↓
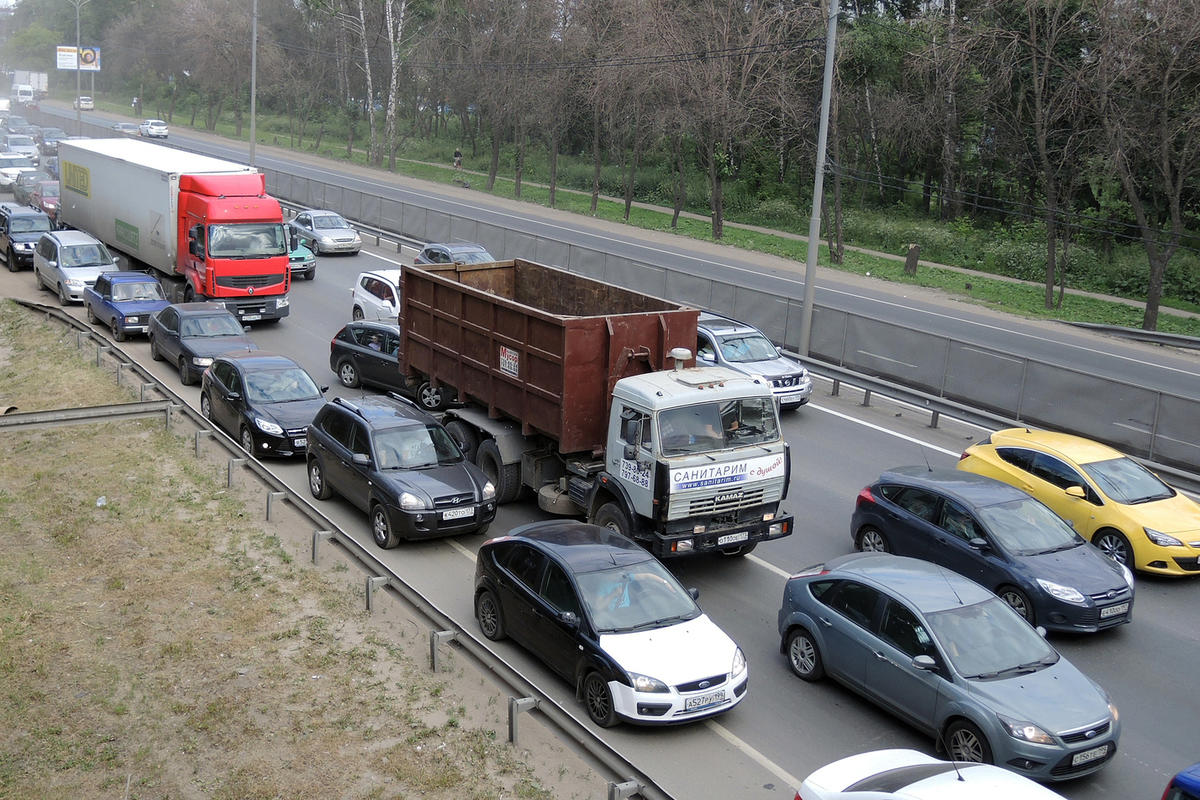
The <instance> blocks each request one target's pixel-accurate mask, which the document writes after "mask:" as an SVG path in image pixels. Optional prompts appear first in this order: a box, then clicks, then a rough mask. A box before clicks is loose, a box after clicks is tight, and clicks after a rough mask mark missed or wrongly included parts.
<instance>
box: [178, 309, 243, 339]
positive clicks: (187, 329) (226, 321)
mask: <svg viewBox="0 0 1200 800" xmlns="http://www.w3.org/2000/svg"><path fill="white" fill-rule="evenodd" d="M244 332H245V331H242V330H241V323H239V321H238V318H236V317H234V315H233V314H230V313H228V312H226V313H224V314H210V315H208V317H185V318H184V321H182V323H181V324H180V326H179V335H180V336H182V337H184V338H208V337H212V336H241V335H242V333H244Z"/></svg>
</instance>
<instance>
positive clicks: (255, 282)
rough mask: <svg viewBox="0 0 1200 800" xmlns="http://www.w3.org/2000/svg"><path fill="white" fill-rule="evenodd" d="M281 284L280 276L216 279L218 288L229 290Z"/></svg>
mask: <svg viewBox="0 0 1200 800" xmlns="http://www.w3.org/2000/svg"><path fill="white" fill-rule="evenodd" d="M277 283H283V276H282V275H223V276H221V277H218V278H217V285H218V287H226V288H229V289H250V288H254V289H262V288H263V287H274V285H275V284H277Z"/></svg>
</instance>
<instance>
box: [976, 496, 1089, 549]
mask: <svg viewBox="0 0 1200 800" xmlns="http://www.w3.org/2000/svg"><path fill="white" fill-rule="evenodd" d="M979 518H980V519H982V521H983V524H984V527H985V528H988V531H989V533H990V534H991V535H992V537H994V539H995V540H996V542H997V543H998V545H1000V546H1001V547H1002V548H1004V549H1006V551H1008V552H1009V553H1012V554H1013V555H1034V554H1037V553H1054V552H1055V551H1067V549H1070V548H1073V547H1079V546H1080V545H1082V543H1084V540H1082V539H1080V537H1079V534H1076V533H1075V530H1074V529H1073V528H1072V527H1070V525H1068V524H1067V523H1066V522H1063V521H1062V518H1061V517H1060V516H1058V515H1056V513H1055V512H1054V511H1050V509H1048V507H1045V506H1044V505H1042V504H1040V503H1038V501H1037V500H1034V499H1033V498H1020V499H1016V500H1009V501H1008V503H997V504H996V505H990V506H984V507H982V509H979Z"/></svg>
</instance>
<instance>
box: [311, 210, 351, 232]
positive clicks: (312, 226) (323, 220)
mask: <svg viewBox="0 0 1200 800" xmlns="http://www.w3.org/2000/svg"><path fill="white" fill-rule="evenodd" d="M312 227H313V228H314V229H317V230H334V229H336V228H349V225H348V224H346V219H342V218H341V217H340V216H337V215H336V213H320V215H313V217H312Z"/></svg>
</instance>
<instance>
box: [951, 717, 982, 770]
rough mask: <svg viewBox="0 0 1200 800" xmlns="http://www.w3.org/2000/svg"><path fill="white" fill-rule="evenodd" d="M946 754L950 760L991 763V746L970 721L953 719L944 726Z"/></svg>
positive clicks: (980, 763) (969, 761) (956, 761)
mask: <svg viewBox="0 0 1200 800" xmlns="http://www.w3.org/2000/svg"><path fill="white" fill-rule="evenodd" d="M944 746H946V754H947V756H948V757H949V758H950V760H955V762H966V763H968V764H991V762H992V758H991V746H990V745H989V744H988V739H986V736H984V735H983V732H980V730H979V728H978V727H976V726H974V723H972V722H967V721H966V720H955V721H954V722H952V723H950V724H949V726H947V728H946V742H944Z"/></svg>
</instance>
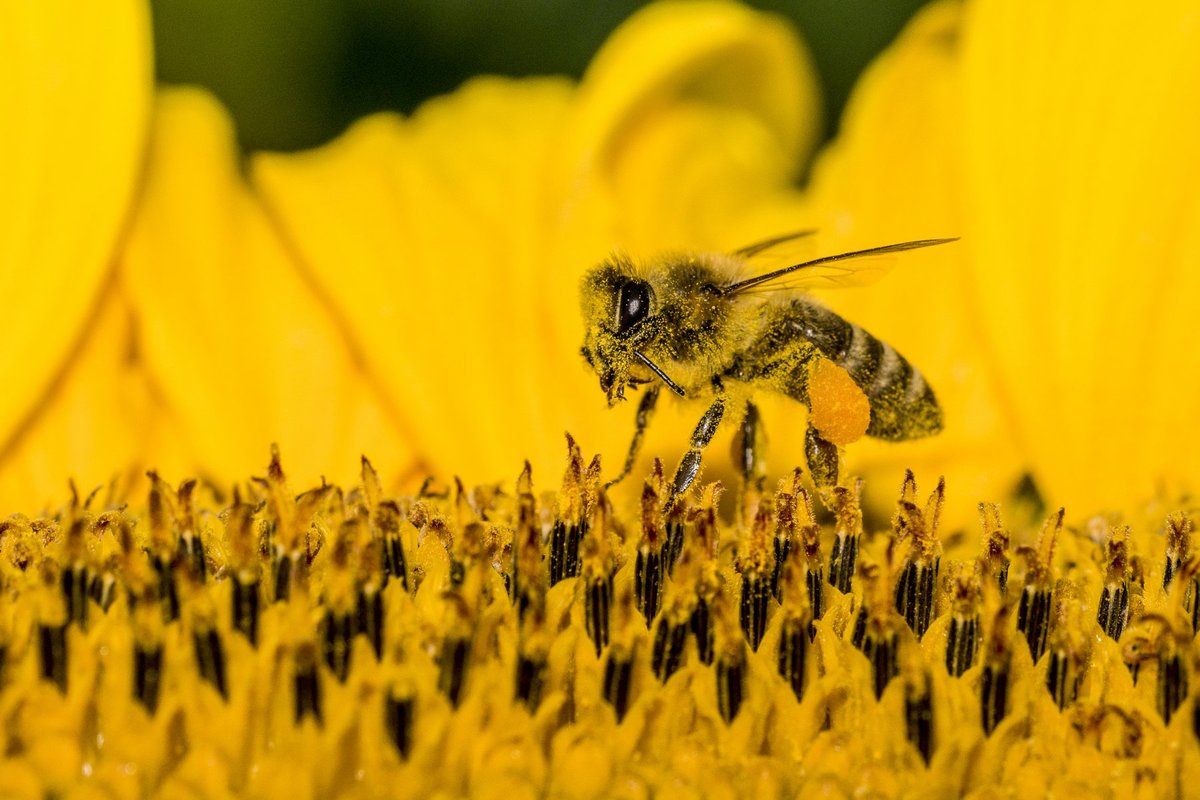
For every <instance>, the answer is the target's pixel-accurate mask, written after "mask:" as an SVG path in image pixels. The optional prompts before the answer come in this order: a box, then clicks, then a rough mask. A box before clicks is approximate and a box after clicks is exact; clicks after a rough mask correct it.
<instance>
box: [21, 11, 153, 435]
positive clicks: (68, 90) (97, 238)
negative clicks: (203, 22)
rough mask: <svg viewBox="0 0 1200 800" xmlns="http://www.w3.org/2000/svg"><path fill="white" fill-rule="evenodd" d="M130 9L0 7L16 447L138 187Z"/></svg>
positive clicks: (97, 279)
mask: <svg viewBox="0 0 1200 800" xmlns="http://www.w3.org/2000/svg"><path fill="white" fill-rule="evenodd" d="M149 30H150V20H149V13H148V8H146V5H145V2H140V1H138V0H84V1H82V2H74V1H66V0H48V1H47V2H6V4H4V6H2V8H0V74H2V76H4V108H5V110H4V114H2V118H4V124H2V125H0V151H2V152H4V154H5V178H4V191H0V296H2V297H5V312H4V314H2V315H0V383H2V384H4V386H5V391H4V393H2V397H0V443H8V445H10V446H11V445H12V444H13V443H14V440H16V439H14V437H18V435H20V434H22V431H20V429H19V428H20V427H22V426H23V425H28V423H30V422H31V420H32V417H31V416H30V415H31V414H34V410H35V405H36V404H37V403H38V402H40V398H42V396H43V393H44V392H46V391H47V389H48V386H49V384H50V381H52V379H53V377H54V375H55V374H56V373H58V372H59V371H61V369H62V368H64V363H65V361H66V359H67V355H68V353H70V351H71V350H72V348H74V347H77V342H78V341H79V338H80V336H83V333H84V327H85V325H86V324H88V323H89V320H90V319H91V315H92V311H91V309H92V306H94V305H95V303H96V302H97V300H98V295H100V293H101V285H102V283H103V281H104V276H106V273H107V271H108V269H109V265H110V261H112V257H113V249H114V247H115V245H116V240H118V237H119V235H120V231H121V227H122V224H124V222H125V217H126V211H127V207H128V204H130V199H131V197H132V193H133V188H134V182H136V180H137V175H138V169H139V163H140V157H142V151H143V146H144V139H145V127H146V118H148V113H149V104H150V92H151V89H152V84H151V80H152V78H151V55H150V32H149Z"/></svg>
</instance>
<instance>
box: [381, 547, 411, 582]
mask: <svg viewBox="0 0 1200 800" xmlns="http://www.w3.org/2000/svg"><path fill="white" fill-rule="evenodd" d="M383 569H384V575H386V576H388V577H389V578H394V579H396V581H400V585H402V587H403V588H404V591H408V563H407V561H406V560H404V546H403V543H401V541H400V535H398V534H389V535H388V536H386V537H385V539H384V540H383Z"/></svg>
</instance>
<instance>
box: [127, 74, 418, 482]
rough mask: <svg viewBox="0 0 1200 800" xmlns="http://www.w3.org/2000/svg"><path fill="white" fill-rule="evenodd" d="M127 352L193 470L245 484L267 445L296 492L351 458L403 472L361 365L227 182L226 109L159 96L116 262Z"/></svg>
mask: <svg viewBox="0 0 1200 800" xmlns="http://www.w3.org/2000/svg"><path fill="white" fill-rule="evenodd" d="M120 279H121V283H122V285H124V287H125V288H126V290H127V293H128V295H130V297H131V299H132V302H133V303H134V305H136V307H137V318H138V330H137V332H138V348H139V351H140V354H142V357H143V359H144V362H145V369H146V372H148V373H149V375H150V377H151V379H152V380H154V383H155V385H156V386H157V389H158V392H160V393H161V396H162V399H163V403H164V404H166V405H167V407H168V408H169V409H170V411H172V414H173V415H174V416H175V417H176V419H178V420H179V423H180V426H181V428H182V429H184V432H185V435H186V443H185V444H186V446H187V447H188V449H190V450H191V451H192V452H194V453H196V458H197V459H198V462H199V464H200V465H202V468H203V469H205V470H215V471H218V473H227V471H229V470H246V471H253V470H256V469H260V468H262V467H263V455H264V453H265V452H266V447H268V445H269V444H270V443H272V441H277V443H280V444H281V446H282V447H283V449H284V452H287V453H288V457H289V462H292V463H294V464H295V465H296V467H295V471H296V474H298V475H299V476H300V477H301V479H302V480H305V481H312V480H314V479H317V477H318V476H319V475H323V474H326V473H328V474H330V477H332V475H336V474H346V475H353V474H355V473H356V471H358V469H359V456H360V455H361V453H364V452H366V453H367V455H370V456H371V457H372V459H374V461H376V463H378V464H380V465H382V468H384V469H389V470H391V471H395V473H402V471H403V470H406V469H409V468H412V467H413V464H412V457H413V455H412V451H410V450H409V449H408V446H407V445H406V444H404V441H403V440H402V439H401V426H400V423H398V422H397V420H396V419H395V417H394V416H392V415H391V414H390V410H389V408H388V405H386V403H383V402H380V399H379V397H378V396H377V393H376V391H374V387H373V386H372V385H371V383H370V381H368V380H366V379H365V375H364V372H362V369H361V362H360V355H359V354H358V353H356V351H355V350H354V348H353V347H352V345H350V344H349V343H348V342H347V339H346V337H344V335H343V331H342V330H341V329H340V327H338V324H337V320H336V318H335V317H332V315H331V314H330V312H329V309H328V308H326V307H325V306H324V305H323V302H322V300H320V296H319V294H317V293H314V291H313V289H312V285H311V284H310V283H308V282H307V281H306V279H305V277H304V276H302V275H301V272H300V269H299V265H298V263H296V261H295V260H294V258H293V255H292V254H290V253H289V252H288V249H287V247H286V245H284V242H283V241H282V240H281V239H280V236H278V235H277V231H276V230H275V228H274V227H272V224H271V222H270V221H269V218H268V216H266V213H265V212H264V211H263V209H262V206H260V205H259V204H258V201H257V200H256V198H254V197H253V196H252V194H251V192H250V191H248V188H247V187H246V186H245V184H244V182H242V179H241V176H240V175H239V174H238V160H236V150H235V145H234V138H233V131H232V127H230V125H229V121H228V118H227V116H226V114H224V110H223V109H222V108H220V106H218V104H217V103H216V102H215V101H214V100H212V98H211V97H210V96H208V95H205V94H203V92H200V91H196V90H173V91H166V92H163V94H162V95H161V96H160V100H158V106H157V113H156V116H155V136H154V146H152V149H151V152H150V155H149V167H148V181H146V186H145V190H144V196H143V200H142V204H140V206H139V209H138V213H137V216H136V218H134V221H133V224H132V228H131V231H130V236H128V243H127V247H126V248H125V251H124V253H122V257H121V263H120Z"/></svg>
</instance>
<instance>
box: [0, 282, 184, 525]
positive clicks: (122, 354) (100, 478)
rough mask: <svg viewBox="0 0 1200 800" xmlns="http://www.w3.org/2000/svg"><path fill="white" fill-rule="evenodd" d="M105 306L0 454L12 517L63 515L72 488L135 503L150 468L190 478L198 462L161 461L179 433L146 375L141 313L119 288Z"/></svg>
↑
**Istruzioni di lavoro:**
Sostituisci "clicks" con "taps" in tutte le righe dall'inizio fino a quella che contiene "positive clicks: (187, 329) (226, 321)", comprese entrambe, e riscrivile senza altri cambiamenti. Lascia fuori le immagini.

**Risposta:**
The <instance> blocks each request one target's pixel-accurate mask, which the document writes after "mask:" as an SVG path in image pixels. Optional prompts appear first in this order: a box, then taps, then a rough mask. A box before taps is loose, a box after taps is tight, and taps after a rough mask mark missed or wrongly included parts.
<instance>
box: [178, 309, 243, 339]
positive taps: (187, 329) (226, 321)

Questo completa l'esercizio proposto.